Records from a dataset:

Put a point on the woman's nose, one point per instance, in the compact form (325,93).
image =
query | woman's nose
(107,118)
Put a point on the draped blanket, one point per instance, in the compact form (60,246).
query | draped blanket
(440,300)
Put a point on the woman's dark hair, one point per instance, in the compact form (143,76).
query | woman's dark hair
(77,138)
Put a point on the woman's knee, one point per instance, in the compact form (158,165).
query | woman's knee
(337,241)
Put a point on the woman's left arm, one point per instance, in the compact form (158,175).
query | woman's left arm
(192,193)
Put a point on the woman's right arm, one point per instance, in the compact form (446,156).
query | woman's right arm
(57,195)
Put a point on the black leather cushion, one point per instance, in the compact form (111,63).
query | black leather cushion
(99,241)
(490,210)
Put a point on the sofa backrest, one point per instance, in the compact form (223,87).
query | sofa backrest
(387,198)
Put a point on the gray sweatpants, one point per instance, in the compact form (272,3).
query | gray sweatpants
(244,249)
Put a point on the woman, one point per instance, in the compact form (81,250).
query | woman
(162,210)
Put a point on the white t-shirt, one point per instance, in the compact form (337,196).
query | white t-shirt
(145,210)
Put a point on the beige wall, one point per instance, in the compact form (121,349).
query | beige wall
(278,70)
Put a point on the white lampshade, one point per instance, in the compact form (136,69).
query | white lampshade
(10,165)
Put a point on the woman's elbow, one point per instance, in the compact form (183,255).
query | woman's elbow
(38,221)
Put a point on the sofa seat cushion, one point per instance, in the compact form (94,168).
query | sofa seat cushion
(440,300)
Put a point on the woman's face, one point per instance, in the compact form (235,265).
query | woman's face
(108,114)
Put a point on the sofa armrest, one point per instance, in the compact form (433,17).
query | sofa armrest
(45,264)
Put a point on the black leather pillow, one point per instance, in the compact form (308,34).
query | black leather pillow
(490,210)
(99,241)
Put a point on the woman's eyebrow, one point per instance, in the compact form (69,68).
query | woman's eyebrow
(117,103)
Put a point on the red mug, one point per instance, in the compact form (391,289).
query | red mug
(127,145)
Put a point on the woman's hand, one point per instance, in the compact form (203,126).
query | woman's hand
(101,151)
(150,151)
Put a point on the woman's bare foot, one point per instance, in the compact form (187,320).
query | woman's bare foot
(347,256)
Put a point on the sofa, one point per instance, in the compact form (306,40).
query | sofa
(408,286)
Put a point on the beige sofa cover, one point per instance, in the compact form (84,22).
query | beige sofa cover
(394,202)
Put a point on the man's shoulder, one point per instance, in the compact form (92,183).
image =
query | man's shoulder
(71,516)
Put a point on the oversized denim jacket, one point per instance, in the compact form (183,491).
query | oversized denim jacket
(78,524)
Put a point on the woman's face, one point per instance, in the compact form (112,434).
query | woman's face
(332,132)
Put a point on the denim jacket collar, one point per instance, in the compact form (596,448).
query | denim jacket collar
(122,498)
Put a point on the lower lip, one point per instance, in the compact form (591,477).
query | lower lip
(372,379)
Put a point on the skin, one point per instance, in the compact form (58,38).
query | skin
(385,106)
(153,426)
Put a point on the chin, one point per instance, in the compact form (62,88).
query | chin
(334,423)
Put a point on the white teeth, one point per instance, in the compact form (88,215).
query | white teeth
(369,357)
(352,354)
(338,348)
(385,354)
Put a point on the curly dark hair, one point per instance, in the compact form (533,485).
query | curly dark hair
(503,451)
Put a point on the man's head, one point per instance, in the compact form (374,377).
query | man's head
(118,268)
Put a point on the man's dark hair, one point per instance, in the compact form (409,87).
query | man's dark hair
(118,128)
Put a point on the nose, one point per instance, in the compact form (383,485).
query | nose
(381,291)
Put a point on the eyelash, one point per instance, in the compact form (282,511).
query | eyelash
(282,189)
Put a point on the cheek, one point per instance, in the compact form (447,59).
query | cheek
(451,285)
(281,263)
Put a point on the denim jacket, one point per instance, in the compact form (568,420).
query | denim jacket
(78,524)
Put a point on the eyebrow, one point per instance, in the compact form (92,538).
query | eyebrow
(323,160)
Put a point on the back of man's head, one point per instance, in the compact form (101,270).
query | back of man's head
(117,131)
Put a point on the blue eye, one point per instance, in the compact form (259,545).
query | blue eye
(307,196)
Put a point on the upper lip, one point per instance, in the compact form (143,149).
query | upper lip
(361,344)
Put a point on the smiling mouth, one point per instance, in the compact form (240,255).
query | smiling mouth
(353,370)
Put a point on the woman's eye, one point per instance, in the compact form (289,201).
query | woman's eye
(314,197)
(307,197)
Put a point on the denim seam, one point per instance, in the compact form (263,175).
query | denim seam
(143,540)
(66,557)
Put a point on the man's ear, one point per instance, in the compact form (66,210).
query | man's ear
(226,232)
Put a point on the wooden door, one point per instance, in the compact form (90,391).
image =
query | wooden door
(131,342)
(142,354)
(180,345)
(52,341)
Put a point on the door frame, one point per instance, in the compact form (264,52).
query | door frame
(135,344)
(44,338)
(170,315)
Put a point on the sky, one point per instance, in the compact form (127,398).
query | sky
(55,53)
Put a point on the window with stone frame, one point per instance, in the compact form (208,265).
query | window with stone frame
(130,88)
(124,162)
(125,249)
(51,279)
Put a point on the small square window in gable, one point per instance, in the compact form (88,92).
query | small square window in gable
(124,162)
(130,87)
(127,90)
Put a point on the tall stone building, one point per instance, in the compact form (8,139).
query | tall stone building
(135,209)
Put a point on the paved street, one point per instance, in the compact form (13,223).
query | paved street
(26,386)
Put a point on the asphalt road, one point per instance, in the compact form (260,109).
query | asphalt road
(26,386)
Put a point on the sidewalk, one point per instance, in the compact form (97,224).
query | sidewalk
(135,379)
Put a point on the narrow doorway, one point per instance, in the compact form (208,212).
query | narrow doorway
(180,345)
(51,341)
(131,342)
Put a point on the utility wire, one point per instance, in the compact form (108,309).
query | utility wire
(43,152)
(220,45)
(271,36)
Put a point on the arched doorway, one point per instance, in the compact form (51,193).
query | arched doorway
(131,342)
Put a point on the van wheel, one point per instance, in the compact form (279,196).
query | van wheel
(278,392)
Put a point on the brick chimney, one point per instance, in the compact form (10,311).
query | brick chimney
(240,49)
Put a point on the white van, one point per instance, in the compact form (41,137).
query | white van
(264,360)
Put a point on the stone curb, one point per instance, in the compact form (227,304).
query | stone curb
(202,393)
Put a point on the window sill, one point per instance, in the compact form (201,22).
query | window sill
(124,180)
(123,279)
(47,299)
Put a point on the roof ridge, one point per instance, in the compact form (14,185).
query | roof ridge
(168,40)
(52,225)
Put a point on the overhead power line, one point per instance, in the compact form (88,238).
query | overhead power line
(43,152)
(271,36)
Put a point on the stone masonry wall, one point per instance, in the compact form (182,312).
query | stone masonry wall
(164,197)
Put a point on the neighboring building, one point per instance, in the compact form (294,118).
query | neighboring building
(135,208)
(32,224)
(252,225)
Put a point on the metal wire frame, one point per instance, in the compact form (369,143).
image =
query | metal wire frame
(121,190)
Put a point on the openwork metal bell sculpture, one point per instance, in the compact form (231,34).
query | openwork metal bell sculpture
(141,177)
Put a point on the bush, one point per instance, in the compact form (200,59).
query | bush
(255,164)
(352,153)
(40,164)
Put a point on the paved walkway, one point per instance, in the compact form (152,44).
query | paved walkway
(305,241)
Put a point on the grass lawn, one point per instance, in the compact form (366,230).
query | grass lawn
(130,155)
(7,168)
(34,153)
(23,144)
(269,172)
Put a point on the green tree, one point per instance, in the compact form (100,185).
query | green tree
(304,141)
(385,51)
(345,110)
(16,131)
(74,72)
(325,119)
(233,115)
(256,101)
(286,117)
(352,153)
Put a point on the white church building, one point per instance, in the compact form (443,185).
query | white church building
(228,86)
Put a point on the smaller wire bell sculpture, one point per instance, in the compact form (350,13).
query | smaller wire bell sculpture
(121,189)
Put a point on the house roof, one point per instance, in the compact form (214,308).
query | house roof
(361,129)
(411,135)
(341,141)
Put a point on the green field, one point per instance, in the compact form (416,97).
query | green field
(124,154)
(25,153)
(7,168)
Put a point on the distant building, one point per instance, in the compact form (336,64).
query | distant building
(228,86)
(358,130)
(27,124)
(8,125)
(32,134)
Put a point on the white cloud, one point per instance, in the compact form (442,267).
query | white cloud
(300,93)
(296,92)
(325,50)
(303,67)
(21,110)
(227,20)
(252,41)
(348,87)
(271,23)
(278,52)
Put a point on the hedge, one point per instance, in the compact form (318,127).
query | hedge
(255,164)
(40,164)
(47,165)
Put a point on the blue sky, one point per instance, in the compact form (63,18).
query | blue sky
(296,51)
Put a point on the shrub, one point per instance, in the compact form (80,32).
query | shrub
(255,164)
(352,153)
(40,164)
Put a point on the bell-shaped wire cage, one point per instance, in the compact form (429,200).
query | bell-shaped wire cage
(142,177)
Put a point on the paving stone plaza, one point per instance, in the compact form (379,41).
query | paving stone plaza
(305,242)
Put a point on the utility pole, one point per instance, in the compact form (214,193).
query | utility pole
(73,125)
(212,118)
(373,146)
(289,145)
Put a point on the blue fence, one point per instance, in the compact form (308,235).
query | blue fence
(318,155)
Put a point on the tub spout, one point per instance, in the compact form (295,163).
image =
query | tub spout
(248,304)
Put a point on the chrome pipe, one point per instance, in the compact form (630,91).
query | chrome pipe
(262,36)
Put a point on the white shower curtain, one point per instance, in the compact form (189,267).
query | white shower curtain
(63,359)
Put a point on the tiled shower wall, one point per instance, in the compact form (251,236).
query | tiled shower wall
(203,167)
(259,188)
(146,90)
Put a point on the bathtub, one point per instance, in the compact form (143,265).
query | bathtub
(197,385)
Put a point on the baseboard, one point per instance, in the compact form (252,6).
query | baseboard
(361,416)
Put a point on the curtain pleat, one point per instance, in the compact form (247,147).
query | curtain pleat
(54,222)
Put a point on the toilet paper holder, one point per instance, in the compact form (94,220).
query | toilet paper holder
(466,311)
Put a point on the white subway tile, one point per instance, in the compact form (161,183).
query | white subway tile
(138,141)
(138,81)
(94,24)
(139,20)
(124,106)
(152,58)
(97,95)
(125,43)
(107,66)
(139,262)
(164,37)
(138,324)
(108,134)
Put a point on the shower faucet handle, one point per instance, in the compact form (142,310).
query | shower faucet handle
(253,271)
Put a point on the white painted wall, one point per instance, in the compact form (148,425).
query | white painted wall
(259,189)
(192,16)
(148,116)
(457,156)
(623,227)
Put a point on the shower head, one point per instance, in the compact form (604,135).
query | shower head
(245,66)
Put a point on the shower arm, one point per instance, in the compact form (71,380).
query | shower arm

> [Exercise aim]
Reproduce only the lines running from the one that contains "Put a point on the chrome" to the last line of the records.

> [Task solution]
Put a point on the chrome pipe, one point per instance, in the compact form (630,91).
query | chrome pipe
(262,36)
Put a point on the white shower curtain, one point per instance, in the compact form (189,267).
query | white shower curtain
(63,359)
Put a point on the tiled shower wall, one point per instance, in the compact form (251,236).
query | tiled shower wall
(203,167)
(259,188)
(146,90)
Put a point on the bathtub, one point per instance, in the compact form (143,265).
query | bathtub
(197,385)
Put a point on the baseboard, one point per instance, in the compact form (252,6).
query | baseboard
(361,416)
Put a point on the curtain pleat, one point per instance, in the compact form (247,147).
query | curtain pleat
(54,222)
Put a point on the toilet paper holder, one point per instance, in the compact form (94,220).
query | toilet paper holder
(466,311)
Put a point on the white subway tile, one point per instance, in the compact form (161,183).
query | white subway tile
(138,141)
(138,81)
(94,24)
(139,20)
(124,106)
(152,58)
(97,95)
(125,43)
(107,66)
(139,262)
(164,37)
(138,324)
(108,134)
Put a point on the shower faucet handle, one point per instance, in the compact form (142,310).
query | shower faucet handle
(253,271)
Put a point on the white painted wall, one point per instance, in the compact form (148,425).
query | white painted wall
(259,189)
(192,16)
(148,116)
(457,156)
(623,227)
Put a point on the shower head, one point per instance, in the compact form (604,135).
query | shower head
(245,66)
Put a point on the shower arm, one point per instance, in the compact form (71,380).
query | shower arm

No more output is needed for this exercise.